> _Tasks and exercises_
1 – In the NBA 2K forum thread below, which tendency does one poster say to increase using the sliders?
2 – Translate this sentence from the NBA 2K forum thread into Spanish: "Extend that to a tournament, gamer vs gamer, and those sim rules go out the door."
3 – Please carry on the NBA 2K forum thread from the point where it stops.

> _Document text_

------------------------------

Tue Sep 06, 2011 4:17 am
fjccommish wrote:The CPU certainly never dribbles around like that. In fact, if sliders are set to make it harder to do that as a human player, then CPU controlled Kobe or Rose or Wade never score driving to the basket.
The CPU never does it. It doesn't look for the "exploits", even though in most games it has exploits of its own. But the traditional CPU exploits still don't make the CPU as competitive as a real human. The CPU doesn't want to win, and doesn't even appear to care about wins and losses, because it doesn't take advantage of everything available within the game. Human gamers do take advantage of the video game, the things available there, even if the result is less like real basketball.
The CPU would seem to want to win if it could play NBA 2K the video game.
Because the cpu is programmed that way. Just imagine the complaints 2K would get from 'sim' gamers if the cpu did that. If the devs did allow the cpu to do that then it would end up 'arcadey' and not the sim basketball videogame they make it to be.
It's much better for the gamer to restrain himself from exploiting the system rather than have an unrestrained cpu playing the game in a 'non-sim' manner.
Besides the sliders are already there if you want it to be that way. Increase the Attack Basket tendency.
Tue Sep 06, 2011 7:22 am
Even sim players exploit the game.
They exploit it in a basic way because they dunk and shoot and dribble in ways they can't in real life basketball. They're already exploiting a video game. They're not playing basketball because they can't.
Beyond that basic "exploit", playing basketball in a video game in a way they can't in real life, Sim players exploit the game in other ways. They play "sim," but they do some things that aren't so sim. And when there's real pressure they even break some of their own rules.
House rules or self restraint against the CPU would be like playing a real game but tying one teams' (CPU teams') shoes together so they can't run too fast or dribble around too much. The other team (the human controlled team) isn't physically restrained. They restrain themselves. They act as the judge when it comes to their running and dribbling. They want to remain "sim", so they don't let themselves go outside the boundaries of what the CPU can physically do.
But when the chips are down, when the game is close, their self restraint relaxes. They do something just a little non sim. They dribble, just once, in a way the CPU team physically can't.
Extend that to a tournament, gamer vs gamer, and those sim rules go out the door.
If the human player can do it, even if he won't, then the CPU that "cares" if it wins or loses will do it, or at least some of it.
Tue Sep 06, 2011 7:52 am
fjccommish wrote:They exploit it in a basic way because they dunk and shoot and dribble in ways they can't in real life basketball. They're already exploiting a video game. They're not playing basketball because they can't.
Now you're just going way off with that. Way waaay off. Of course it's unrealistic to play a basketball videogame compared to playing real basketball.

So what's your point? You want the CPU to go all out against human opponents? Sliders. Tweak it.
You want the human players to be restrained from doing so? Doesn't matter, like what has been said before people will always find an exploit to counter the restraints placed on them in the game. It's much better to give the gamer options on what to do rather than limit on what they can do.
Again, what's your point?

------------------------------

> _Record excerpts_
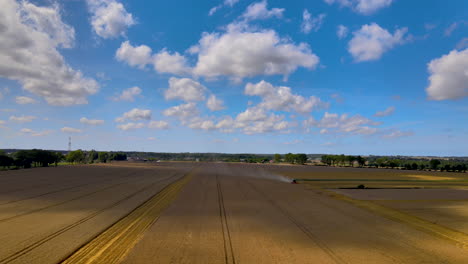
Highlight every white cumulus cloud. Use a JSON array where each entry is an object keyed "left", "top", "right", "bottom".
[
  {"left": 0, "top": 0, "right": 99, "bottom": 106},
  {"left": 426, "top": 48, "right": 468, "bottom": 100},
  {"left": 115, "top": 40, "right": 152, "bottom": 69},
  {"left": 20, "top": 128, "right": 54, "bottom": 137},
  {"left": 163, "top": 102, "right": 198, "bottom": 120},
  {"left": 153, "top": 49, "right": 192, "bottom": 75},
  {"left": 301, "top": 9, "right": 327, "bottom": 34},
  {"left": 208, "top": 0, "right": 239, "bottom": 16},
  {"left": 382, "top": 130, "right": 414, "bottom": 139},
  {"left": 164, "top": 77, "right": 208, "bottom": 102},
  {"left": 192, "top": 25, "right": 319, "bottom": 80},
  {"left": 242, "top": 0, "right": 284, "bottom": 20},
  {"left": 206, "top": 94, "right": 224, "bottom": 111},
  {"left": 15, "top": 96, "right": 37, "bottom": 104},
  {"left": 80, "top": 117, "right": 104, "bottom": 126},
  {"left": 148, "top": 121, "right": 169, "bottom": 129},
  {"left": 10, "top": 115, "right": 37, "bottom": 123},
  {"left": 60, "top": 127, "right": 83, "bottom": 134},
  {"left": 115, "top": 41, "right": 192, "bottom": 75},
  {"left": 244, "top": 81, "right": 328, "bottom": 114},
  {"left": 348, "top": 23, "right": 408, "bottom": 62},
  {"left": 113, "top": 86, "right": 142, "bottom": 102},
  {"left": 374, "top": 106, "right": 395, "bottom": 117},
  {"left": 303, "top": 112, "right": 381, "bottom": 135},
  {"left": 86, "top": 0, "right": 136, "bottom": 39},
  {"left": 324, "top": 0, "right": 393, "bottom": 15},
  {"left": 115, "top": 108, "right": 151, "bottom": 123},
  {"left": 336, "top": 25, "right": 348, "bottom": 39},
  {"left": 117, "top": 122, "right": 145, "bottom": 131}
]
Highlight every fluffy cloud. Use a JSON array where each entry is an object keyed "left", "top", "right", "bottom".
[
  {"left": 336, "top": 25, "right": 348, "bottom": 39},
  {"left": 444, "top": 22, "right": 458, "bottom": 37},
  {"left": 303, "top": 112, "right": 381, "bottom": 135},
  {"left": 10, "top": 115, "right": 36, "bottom": 123},
  {"left": 457, "top": 38, "right": 468, "bottom": 50},
  {"left": 192, "top": 25, "right": 319, "bottom": 80},
  {"left": 20, "top": 128, "right": 54, "bottom": 137},
  {"left": 301, "top": 9, "right": 327, "bottom": 34},
  {"left": 206, "top": 94, "right": 224, "bottom": 111},
  {"left": 244, "top": 81, "right": 328, "bottom": 114},
  {"left": 426, "top": 48, "right": 468, "bottom": 100},
  {"left": 324, "top": 0, "right": 393, "bottom": 15},
  {"left": 80, "top": 117, "right": 104, "bottom": 126},
  {"left": 115, "top": 108, "right": 151, "bottom": 123},
  {"left": 374, "top": 106, "right": 395, "bottom": 117},
  {"left": 115, "top": 40, "right": 152, "bottom": 69},
  {"left": 148, "top": 121, "right": 169, "bottom": 129},
  {"left": 113, "top": 86, "right": 141, "bottom": 102},
  {"left": 234, "top": 108, "right": 290, "bottom": 135},
  {"left": 348, "top": 23, "right": 408, "bottom": 62},
  {"left": 15, "top": 96, "right": 37, "bottom": 104},
  {"left": 153, "top": 49, "right": 192, "bottom": 75},
  {"left": 187, "top": 117, "right": 216, "bottom": 130},
  {"left": 115, "top": 41, "right": 192, "bottom": 75},
  {"left": 117, "top": 122, "right": 145, "bottom": 131},
  {"left": 0, "top": 0, "right": 99, "bottom": 106},
  {"left": 164, "top": 77, "right": 207, "bottom": 102},
  {"left": 382, "top": 130, "right": 414, "bottom": 139},
  {"left": 208, "top": 0, "right": 239, "bottom": 16},
  {"left": 60, "top": 127, "right": 83, "bottom": 134},
  {"left": 86, "top": 0, "right": 135, "bottom": 39},
  {"left": 163, "top": 103, "right": 198, "bottom": 120},
  {"left": 242, "top": 0, "right": 284, "bottom": 21}
]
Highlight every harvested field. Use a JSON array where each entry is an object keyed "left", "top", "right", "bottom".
[
  {"left": 0, "top": 166, "right": 194, "bottom": 263},
  {"left": 334, "top": 189, "right": 468, "bottom": 201},
  {"left": 0, "top": 162, "right": 468, "bottom": 263}
]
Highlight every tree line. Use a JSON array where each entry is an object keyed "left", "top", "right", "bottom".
[
  {"left": 321, "top": 154, "right": 468, "bottom": 172},
  {"left": 0, "top": 149, "right": 64, "bottom": 169},
  {"left": 273, "top": 153, "right": 307, "bottom": 165},
  {"left": 65, "top": 149, "right": 127, "bottom": 164},
  {"left": 0, "top": 149, "right": 127, "bottom": 169}
]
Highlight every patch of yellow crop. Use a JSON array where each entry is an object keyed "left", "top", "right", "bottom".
[{"left": 405, "top": 174, "right": 457, "bottom": 181}]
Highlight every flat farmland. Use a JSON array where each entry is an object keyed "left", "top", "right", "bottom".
[
  {"left": 0, "top": 162, "right": 468, "bottom": 263},
  {"left": 0, "top": 166, "right": 194, "bottom": 263}
]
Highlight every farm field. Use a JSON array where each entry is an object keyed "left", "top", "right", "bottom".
[{"left": 0, "top": 162, "right": 468, "bottom": 263}]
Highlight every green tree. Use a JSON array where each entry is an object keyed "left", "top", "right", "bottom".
[
  {"left": 429, "top": 159, "right": 440, "bottom": 170},
  {"left": 284, "top": 153, "right": 294, "bottom": 164},
  {"left": 98, "top": 151, "right": 109, "bottom": 163},
  {"left": 273, "top": 154, "right": 281, "bottom": 163},
  {"left": 356, "top": 156, "right": 366, "bottom": 167},
  {"left": 0, "top": 154, "right": 13, "bottom": 168},
  {"left": 87, "top": 149, "right": 98, "bottom": 163},
  {"left": 67, "top": 149, "right": 85, "bottom": 163},
  {"left": 294, "top": 153, "right": 307, "bottom": 165}
]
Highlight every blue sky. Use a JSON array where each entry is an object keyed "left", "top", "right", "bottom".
[{"left": 0, "top": 0, "right": 468, "bottom": 156}]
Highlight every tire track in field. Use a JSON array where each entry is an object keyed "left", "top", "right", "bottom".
[
  {"left": 216, "top": 174, "right": 236, "bottom": 264},
  {"left": 61, "top": 172, "right": 191, "bottom": 264},
  {"left": 246, "top": 180, "right": 348, "bottom": 264},
  {"left": 0, "top": 168, "right": 119, "bottom": 195},
  {"left": 0, "top": 172, "right": 154, "bottom": 223},
  {"left": 0, "top": 172, "right": 134, "bottom": 205},
  {"left": 310, "top": 189, "right": 444, "bottom": 263},
  {"left": 0, "top": 174, "right": 179, "bottom": 264}
]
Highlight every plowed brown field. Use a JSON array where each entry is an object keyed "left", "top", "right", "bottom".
[{"left": 0, "top": 163, "right": 468, "bottom": 263}]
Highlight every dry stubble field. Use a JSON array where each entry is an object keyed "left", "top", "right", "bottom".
[{"left": 0, "top": 163, "right": 468, "bottom": 263}]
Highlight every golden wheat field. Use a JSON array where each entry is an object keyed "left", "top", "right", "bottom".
[{"left": 0, "top": 162, "right": 468, "bottom": 263}]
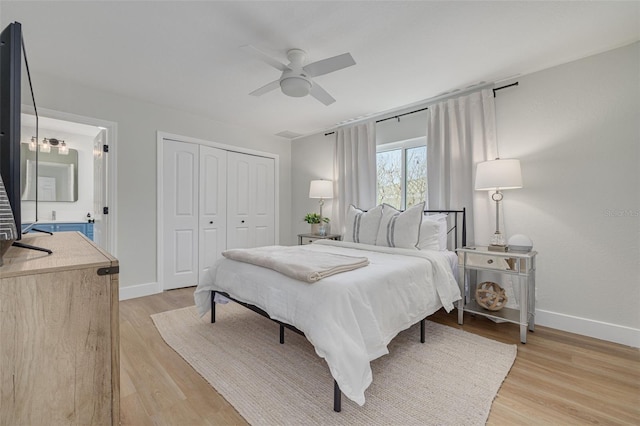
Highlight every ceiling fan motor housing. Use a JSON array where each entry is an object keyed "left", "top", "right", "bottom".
[
  {"left": 280, "top": 75, "right": 311, "bottom": 98},
  {"left": 280, "top": 49, "right": 312, "bottom": 98}
]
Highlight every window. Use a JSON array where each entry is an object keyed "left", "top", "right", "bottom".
[{"left": 376, "top": 138, "right": 427, "bottom": 210}]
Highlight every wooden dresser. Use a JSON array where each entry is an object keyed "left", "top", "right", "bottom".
[{"left": 0, "top": 232, "right": 120, "bottom": 425}]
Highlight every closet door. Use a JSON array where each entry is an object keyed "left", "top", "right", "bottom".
[
  {"left": 199, "top": 146, "right": 227, "bottom": 279},
  {"left": 227, "top": 152, "right": 275, "bottom": 249},
  {"left": 162, "top": 139, "right": 200, "bottom": 290}
]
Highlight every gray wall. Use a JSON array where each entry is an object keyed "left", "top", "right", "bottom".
[{"left": 291, "top": 43, "right": 640, "bottom": 347}]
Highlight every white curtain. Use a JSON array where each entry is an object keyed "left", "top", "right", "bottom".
[
  {"left": 331, "top": 121, "right": 376, "bottom": 234},
  {"left": 427, "top": 89, "right": 497, "bottom": 245}
]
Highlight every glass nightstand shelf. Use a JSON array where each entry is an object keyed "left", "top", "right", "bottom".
[{"left": 456, "top": 247, "right": 538, "bottom": 343}]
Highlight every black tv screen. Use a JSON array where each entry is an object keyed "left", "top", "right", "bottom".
[{"left": 0, "top": 22, "right": 22, "bottom": 239}]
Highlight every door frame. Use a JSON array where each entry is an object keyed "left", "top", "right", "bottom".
[
  {"left": 156, "top": 130, "right": 280, "bottom": 291},
  {"left": 22, "top": 105, "right": 118, "bottom": 257}
]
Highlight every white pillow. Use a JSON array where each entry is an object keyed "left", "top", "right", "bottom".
[
  {"left": 376, "top": 202, "right": 424, "bottom": 248},
  {"left": 342, "top": 205, "right": 382, "bottom": 245},
  {"left": 418, "top": 213, "right": 447, "bottom": 250}
]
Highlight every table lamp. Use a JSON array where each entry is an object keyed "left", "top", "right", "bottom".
[
  {"left": 475, "top": 158, "right": 522, "bottom": 251},
  {"left": 309, "top": 180, "right": 333, "bottom": 233}
]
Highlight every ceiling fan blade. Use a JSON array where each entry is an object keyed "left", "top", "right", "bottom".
[
  {"left": 249, "top": 79, "right": 280, "bottom": 96},
  {"left": 240, "top": 44, "right": 290, "bottom": 71},
  {"left": 309, "top": 82, "right": 336, "bottom": 106},
  {"left": 302, "top": 53, "right": 356, "bottom": 77}
]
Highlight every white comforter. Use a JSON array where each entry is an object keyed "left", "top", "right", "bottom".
[{"left": 194, "top": 240, "right": 460, "bottom": 405}]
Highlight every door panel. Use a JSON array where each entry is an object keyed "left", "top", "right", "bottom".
[
  {"left": 227, "top": 152, "right": 275, "bottom": 249},
  {"left": 162, "top": 140, "right": 199, "bottom": 290}
]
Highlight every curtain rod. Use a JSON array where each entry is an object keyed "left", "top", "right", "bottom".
[{"left": 324, "top": 81, "right": 518, "bottom": 136}]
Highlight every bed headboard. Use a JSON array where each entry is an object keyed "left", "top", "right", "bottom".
[{"left": 424, "top": 207, "right": 467, "bottom": 251}]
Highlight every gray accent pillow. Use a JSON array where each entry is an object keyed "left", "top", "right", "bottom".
[
  {"left": 342, "top": 205, "right": 382, "bottom": 245},
  {"left": 376, "top": 202, "right": 425, "bottom": 248}
]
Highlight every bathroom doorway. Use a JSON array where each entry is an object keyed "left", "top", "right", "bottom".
[{"left": 21, "top": 109, "right": 117, "bottom": 256}]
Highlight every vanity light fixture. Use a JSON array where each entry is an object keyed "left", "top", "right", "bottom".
[
  {"left": 29, "top": 136, "right": 38, "bottom": 151},
  {"left": 40, "top": 138, "right": 51, "bottom": 153},
  {"left": 58, "top": 141, "right": 69, "bottom": 155}
]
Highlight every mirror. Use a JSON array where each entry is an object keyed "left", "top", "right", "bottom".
[{"left": 20, "top": 139, "right": 78, "bottom": 202}]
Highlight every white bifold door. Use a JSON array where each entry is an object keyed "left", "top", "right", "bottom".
[
  {"left": 227, "top": 152, "right": 275, "bottom": 249},
  {"left": 159, "top": 139, "right": 275, "bottom": 290}
]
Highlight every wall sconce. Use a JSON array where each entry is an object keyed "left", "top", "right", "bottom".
[
  {"left": 40, "top": 138, "right": 51, "bottom": 153},
  {"left": 58, "top": 141, "right": 69, "bottom": 155},
  {"left": 475, "top": 158, "right": 522, "bottom": 251}
]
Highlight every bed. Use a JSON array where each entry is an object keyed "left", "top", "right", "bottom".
[{"left": 194, "top": 209, "right": 466, "bottom": 411}]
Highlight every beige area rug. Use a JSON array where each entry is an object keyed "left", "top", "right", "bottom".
[{"left": 152, "top": 303, "right": 516, "bottom": 425}]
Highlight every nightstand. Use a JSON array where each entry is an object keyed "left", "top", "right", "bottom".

------------------------------

> _Answers given_
1 – The Attack Basket tendency.

2 – Lleva eso a un torneo, jugador contra jugador, y esas reglas de simulación se van por la ventana.

3 –
Tue Sep 06, 2011 9:53 am
When it comes to user vs user games, I'd say most people want to win at all costs. Competitiveness overrides an inclination to play as realistically as possible, as does lag online which can make jumpshots and a slower pace an unsafe strategy. The more user controlled players in the game, the more the experience changes. There's only so much that can be done about that, programmers can account for what the AI and CPU controlled players do but they can't account for the attitude/behaviour/strategy of all the gamers out there.
Aside from strictly enforced sim-oriented play on certain leagues/servers, I think it's always going to be a case of the CPU offering the more authentic sim experience, while online/user vs user is more about "gaming".
Tue Sep 06, 2011 1:30 pm
I remember playing a team can't remember, I was the Pacers, man I had to play my ass off that game and control the game or I would have gotten housed on HOF setting!!! You have to set the game where the computer competes hard against you
Tue Sep 06, 2011 2:45 pm
Sliders - the problem with sliders is the CPU doesn't know they've been changed. The CPU keeps taking the same number of outside shots even if the CPU shooting slider are lowered.
The human player knows the sliders have been changed. So they'll drive to the basket more, or throw the ball into the post more.
When there are sliders the gamer continuously tweaks the game. The gamer doesn't know if a 10 game streak of holding the CPU opponent to 90 points or less is because the gamer is playing better D, or because the sliders need adjusting.
Similarly, if a human wins a string of games by 20 or more, is that skill and a hot streak or sliders? If a human team loses 5 games in a row by 20+, is that lack of skill and a bad roster, or is it time to adjust sliders?
Tue Sep 06, 2011 7:07 pm
fjccommish wrote:Sliders - the problem with sliders is the CPU doesn't know they've been changed. The CPU keeps taking the same number of outside shots even if the CPU shooting slider are lowered.
The human player knows the sliders have been changed. So they'll drive to the basket more, or throw the ball into the post more.
shadowgrin wrote:Of course it wouldn't know, because that's not the way the AI is programmed by default (I guess). The CPU will always do what is programmed of it, the sliders exist to limit the range of what the AI is capable of (ideally). So you lower the global shooting sliders but you didn't touch the shooting tendencies, the CPU will still continue shooting unlike "smart" and aware humans that the sliders are now lower. The CPU AI is a program coded by programmers so there will always be limitations based on its code, what you're asking for is a self-aware AI.
fjcommish wrote:When there are sliders the gamer continuously tweaks the game. The gamer doesn't know if a 10 game streak of holding the CPU opponent to 90 points or less is because the gamer is playing better D, or because the sliders need adjusting.
Paralysis by analysis? Slider hell? That's why most people who tweak sliders use stat results as a basis and reference.
fjcommish wrote:Similarly, if a human wins a string of games by 20 or more, is that skill and a hot streak or sliders? If a human team loses 5 games in a row by 20+, is that lack of skill and a bad roster, or is it time to adjust sliders?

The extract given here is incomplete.